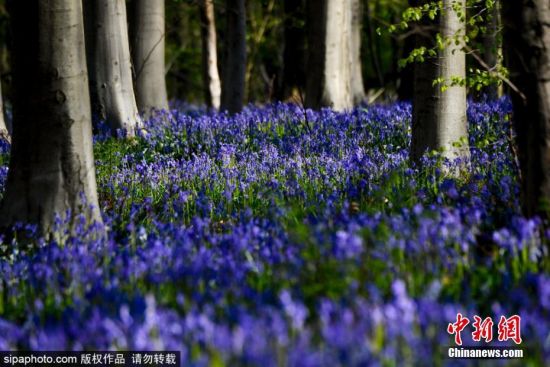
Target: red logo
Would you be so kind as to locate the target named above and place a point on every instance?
(508, 328)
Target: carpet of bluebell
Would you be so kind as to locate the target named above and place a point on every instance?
(286, 237)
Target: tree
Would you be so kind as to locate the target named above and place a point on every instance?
(439, 111)
(211, 77)
(110, 73)
(51, 169)
(356, 71)
(527, 36)
(233, 83)
(329, 54)
(148, 37)
(4, 128)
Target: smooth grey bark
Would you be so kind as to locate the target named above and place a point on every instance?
(452, 103)
(527, 38)
(329, 74)
(211, 76)
(439, 116)
(356, 70)
(148, 39)
(108, 51)
(51, 168)
(233, 83)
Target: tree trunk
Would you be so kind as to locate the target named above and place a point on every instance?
(527, 36)
(211, 76)
(51, 167)
(148, 37)
(452, 103)
(108, 51)
(4, 128)
(439, 116)
(233, 83)
(329, 85)
(357, 86)
(294, 56)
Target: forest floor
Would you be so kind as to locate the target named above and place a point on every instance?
(278, 237)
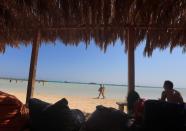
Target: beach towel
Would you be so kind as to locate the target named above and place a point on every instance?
(13, 114)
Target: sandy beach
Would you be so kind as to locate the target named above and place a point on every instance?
(85, 104)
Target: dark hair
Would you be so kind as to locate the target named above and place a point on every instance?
(168, 84)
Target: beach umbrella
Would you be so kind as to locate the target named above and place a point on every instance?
(162, 23)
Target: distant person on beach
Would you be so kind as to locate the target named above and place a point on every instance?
(171, 95)
(101, 91)
(132, 98)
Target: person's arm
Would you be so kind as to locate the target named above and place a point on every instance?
(163, 96)
(180, 98)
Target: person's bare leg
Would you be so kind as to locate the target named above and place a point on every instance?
(99, 95)
(102, 93)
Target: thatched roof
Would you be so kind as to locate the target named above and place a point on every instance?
(161, 22)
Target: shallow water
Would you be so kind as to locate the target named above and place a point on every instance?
(90, 90)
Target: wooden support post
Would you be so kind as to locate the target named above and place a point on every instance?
(131, 64)
(33, 66)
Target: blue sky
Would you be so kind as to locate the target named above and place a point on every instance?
(71, 63)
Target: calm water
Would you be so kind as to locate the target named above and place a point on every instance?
(90, 90)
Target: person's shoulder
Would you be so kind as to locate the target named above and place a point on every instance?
(163, 93)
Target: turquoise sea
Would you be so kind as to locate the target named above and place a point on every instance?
(77, 89)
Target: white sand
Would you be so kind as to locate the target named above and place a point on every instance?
(85, 104)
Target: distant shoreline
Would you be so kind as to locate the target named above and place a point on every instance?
(73, 82)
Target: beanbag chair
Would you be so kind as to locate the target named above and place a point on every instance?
(13, 114)
(106, 119)
(55, 117)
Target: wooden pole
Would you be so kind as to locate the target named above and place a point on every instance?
(131, 64)
(33, 66)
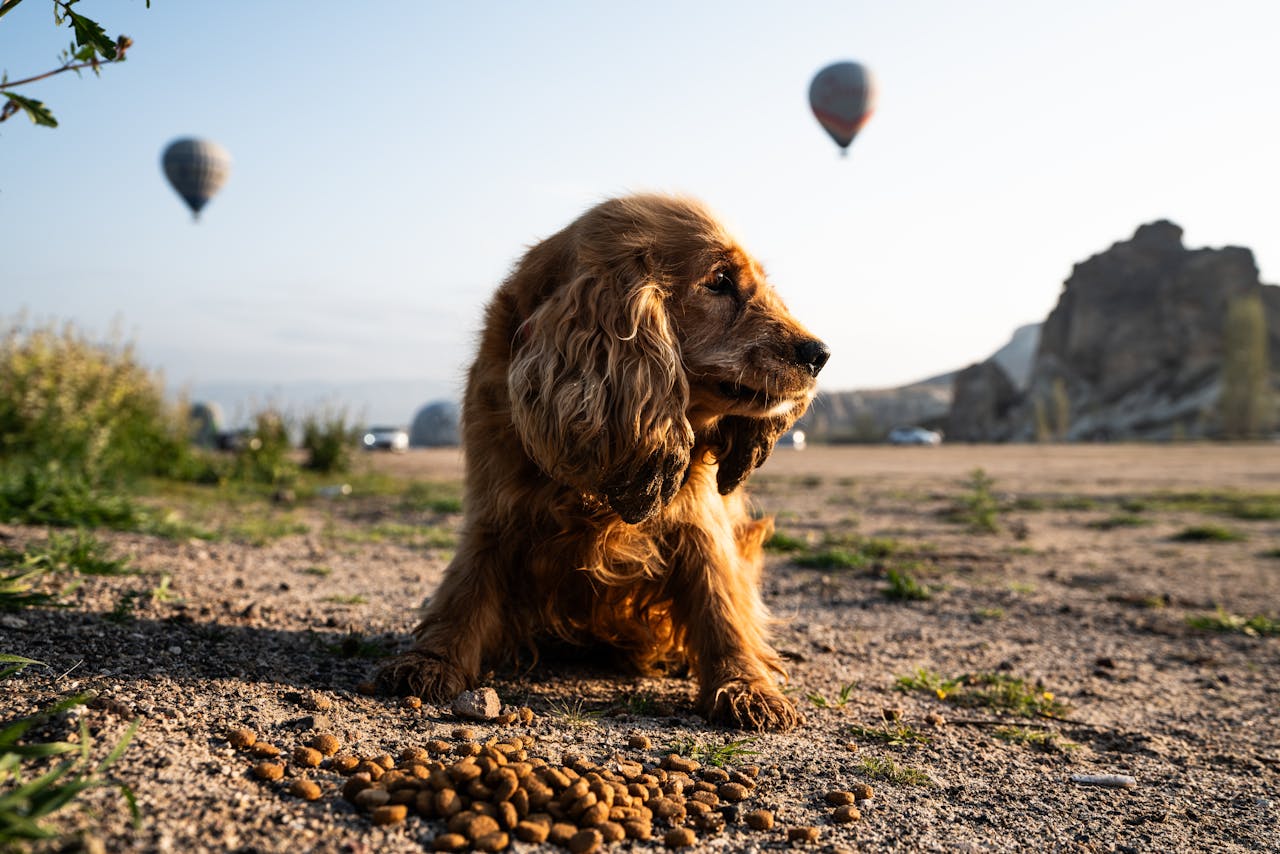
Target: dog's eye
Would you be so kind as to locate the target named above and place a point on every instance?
(722, 283)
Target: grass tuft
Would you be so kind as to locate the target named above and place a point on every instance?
(887, 770)
(717, 754)
(1224, 621)
(1208, 534)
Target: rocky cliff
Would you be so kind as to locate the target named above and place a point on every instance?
(1133, 348)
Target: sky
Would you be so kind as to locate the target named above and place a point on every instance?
(393, 160)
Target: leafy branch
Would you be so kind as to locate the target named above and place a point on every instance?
(92, 49)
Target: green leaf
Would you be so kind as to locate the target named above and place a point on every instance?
(90, 32)
(37, 110)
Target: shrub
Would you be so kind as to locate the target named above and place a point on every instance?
(328, 441)
(88, 407)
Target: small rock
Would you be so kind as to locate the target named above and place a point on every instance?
(480, 704)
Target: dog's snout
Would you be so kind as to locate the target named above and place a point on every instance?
(812, 355)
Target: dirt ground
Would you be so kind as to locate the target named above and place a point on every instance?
(1080, 597)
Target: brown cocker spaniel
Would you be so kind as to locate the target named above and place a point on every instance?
(632, 371)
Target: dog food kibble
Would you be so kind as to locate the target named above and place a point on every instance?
(679, 837)
(371, 798)
(391, 814)
(480, 826)
(325, 743)
(494, 841)
(561, 834)
(307, 757)
(845, 814)
(531, 831)
(305, 789)
(675, 762)
(449, 843)
(343, 763)
(803, 834)
(268, 771)
(242, 739)
(585, 841)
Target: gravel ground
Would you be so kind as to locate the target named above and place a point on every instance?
(1088, 612)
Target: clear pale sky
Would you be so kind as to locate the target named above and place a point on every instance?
(392, 160)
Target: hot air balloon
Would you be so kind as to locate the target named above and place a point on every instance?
(842, 96)
(197, 169)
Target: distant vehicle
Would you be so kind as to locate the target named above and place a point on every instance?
(914, 435)
(792, 439)
(384, 438)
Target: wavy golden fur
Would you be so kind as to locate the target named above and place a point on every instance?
(632, 371)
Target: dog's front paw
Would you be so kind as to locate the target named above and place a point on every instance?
(752, 706)
(424, 675)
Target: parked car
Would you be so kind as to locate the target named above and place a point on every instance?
(383, 438)
(914, 435)
(792, 439)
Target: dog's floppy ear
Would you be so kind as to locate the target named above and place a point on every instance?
(598, 391)
(744, 444)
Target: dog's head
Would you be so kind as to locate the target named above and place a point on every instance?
(644, 329)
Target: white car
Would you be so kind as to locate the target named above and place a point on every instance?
(385, 439)
(914, 435)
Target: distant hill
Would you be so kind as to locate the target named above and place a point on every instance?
(868, 415)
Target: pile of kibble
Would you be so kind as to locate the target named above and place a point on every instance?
# # #
--- DIRECTIONS FOR THIS TASK ---
Pictures are excluded; output everything else in the data verbatim.

--- OUTPUT FOR THIS TASK ---
Target: red logo
Would you be so kind as to locate the target named above and place a point on every instance?
(508, 328)
Target: carpet of bluebell
Would you be so kind as to locate the target named above and place a point on every instance?
(286, 237)
Target: tree
Would you be so kind as to locate the target named above and place a point on every instance?
(439, 111)
(211, 77)
(110, 73)
(51, 169)
(356, 71)
(527, 36)
(233, 83)
(329, 54)
(148, 37)
(4, 128)
Target: smooth grey bark
Would you be so kind as to locate the target named above and place a point on every instance?
(452, 103)
(527, 38)
(329, 74)
(211, 76)
(439, 116)
(356, 70)
(148, 39)
(108, 51)
(51, 168)
(233, 83)
Target: tree trunk
Would you be so kind as to locate the target named above and place a point on every instance?
(527, 36)
(211, 76)
(51, 167)
(148, 37)
(452, 103)
(108, 51)
(4, 128)
(439, 116)
(233, 83)
(329, 85)
(357, 86)
(294, 56)
Target: forest floor
Would you be so kind as to locate the target named above and place a point on every instance?
(278, 237)
Target: beach towel
Would you be so kind as to locate the target named above and place a point on every instance?
(13, 114)
Target: sandy beach
Would you be so kind as to locate the target named above and place a point on every instance?
(85, 104)
Target: dark hair
Would you be so kind as to locate the target named above and place a point on every instance?
(168, 84)
Target: beach umbrella
Would you be so kind as to locate the target named above and place a point on every instance?
(162, 23)
Target: distant person on beach
Would you be so kind as to locate the target named above and place a point on every instance?
(171, 95)
(101, 91)
(132, 98)
Target: person's arm
Would you be so kind as to locate the target named above and place a point on every instance?
(163, 96)
(180, 98)
Target: person's bare leg
Would you be so kind as to locate the target named above and place a point on every instance?
(99, 95)
(102, 93)
Target: thatched roof
Would you be so kind as to locate the target named above and place a point on every instance?
(161, 22)
Target: shallow water
Would you be so kind as to locate the target named above and place a point on every instance?
(90, 90)
Target: wooden support post
Would you be so kind as to locate the target named above and place a point on every instance?
(131, 64)
(33, 66)
Target: blue sky
Would you be so kind as to locate the target named above and place a point on every instance?
(71, 63)
Target: calm water
Would you be so kind as to locate the target named above and place a point on every instance?
(90, 90)
Target: person's shoulder
Would you be so kind as to locate the target named above and place a point on every instance?
(163, 93)
Target: turquoise sea
Would you be so kind as to locate the target named above and place a point on every instance?
(77, 89)
Target: white sand
Would you be so kind as to locate the target named above and place a point on every instance?
(85, 104)
Target: distant shoreline
Would you be so kind as to locate the target named above and place a point on every instance?
(73, 82)
Target: beanbag chair
Would you be so kind as to locate the target named above and place a point on every instance?
(13, 114)
(106, 119)
(55, 117)
Target: wooden pole
Would you be so kind as to locate the target named above and place a point on every instance?
(131, 64)
(33, 66)
Target: dog's eye
Would you be so kind as to locate the target named above and place a point on every instance?
(722, 283)
Target: grass tuft
Would you be so kind as to locate the target named above and place a point on every instance?
(887, 770)
(717, 754)
(1224, 621)
(1208, 534)
Target: rocky cliff
Would you be so kind as to locate the target named above and place a point on every instance?
(1133, 348)
Target: sky
Would you be so kind as to locate the target named above and place a point on every instance?
(393, 160)
Target: leafy branch
Would you be so kind as to locate the target named above and place a point on every instance?
(92, 49)
Target: green leaf
Would you be so kind as to locate the target named above and place a point on every instance?
(90, 32)
(37, 110)
Target: shrub
Would you be so kind as to locate the target named above and place a point on every instance?
(328, 441)
(88, 407)
Target: small rock
Would you be so kind as to locate the target named above and place a point on every instance?
(480, 704)
Target: dog's snout
Would you be so kind as to locate the target named above and place a point on every instance?
(812, 355)
Target: dirt ground
Would you be so kind as to locate the target named above and place a point on every instance?
(1080, 597)
Target: brown cocker spaniel
Would you be so kind as to locate the target named above and place a point on every instance?
(632, 371)
Target: dog food kibble
Would you be so kind as to locate the target named above and place a point on every instance?
(679, 837)
(371, 798)
(391, 814)
(480, 826)
(325, 743)
(494, 841)
(561, 834)
(307, 757)
(845, 814)
(531, 831)
(305, 789)
(675, 762)
(449, 843)
(343, 763)
(803, 834)
(268, 771)
(242, 739)
(585, 841)
Target: gravel ground
Would you be so kind as to locate the target named above and place a point on every instance?
(1088, 612)
Target: clear pale sky
Would you be so kind as to locate the target named above and place a point on every instance?
(392, 160)
Target: hot air balloon
Would you be so kind as to locate the target named above and place a point on every instance?
(842, 96)
(197, 169)
Target: distant vehicle
Would you be so kind as to locate the target named above and place a point on every instance?
(914, 435)
(792, 439)
(384, 438)
Target: wavy golden fur
Would you be so kind as to locate the target named above and place a point on every instance?
(632, 371)
Target: dog's front paw
Would you be so kind as to locate the target named above and place a point on every instance?
(752, 706)
(424, 675)
Target: parked car
Would you be so kind as to locate the target named above and place a point on every instance?
(383, 438)
(914, 435)
(792, 439)
Target: dog's floppy ear
Would you be so kind as to locate the target named above and place a point on every instance?
(598, 391)
(744, 444)
Target: dog's head
Would you be so kind as to locate the target named above and place a point on every instance?
(644, 329)
Target: white car
Would you be so kind as to locate the target named above and place a point on every instance?
(385, 439)
(914, 435)
Target: distant hill
Would you be so kind as to locate the target named above and place a point on every instance?
(868, 415)
Target: pile of kibble
Would you be so kind as to locate the target named above and place a point on every instance?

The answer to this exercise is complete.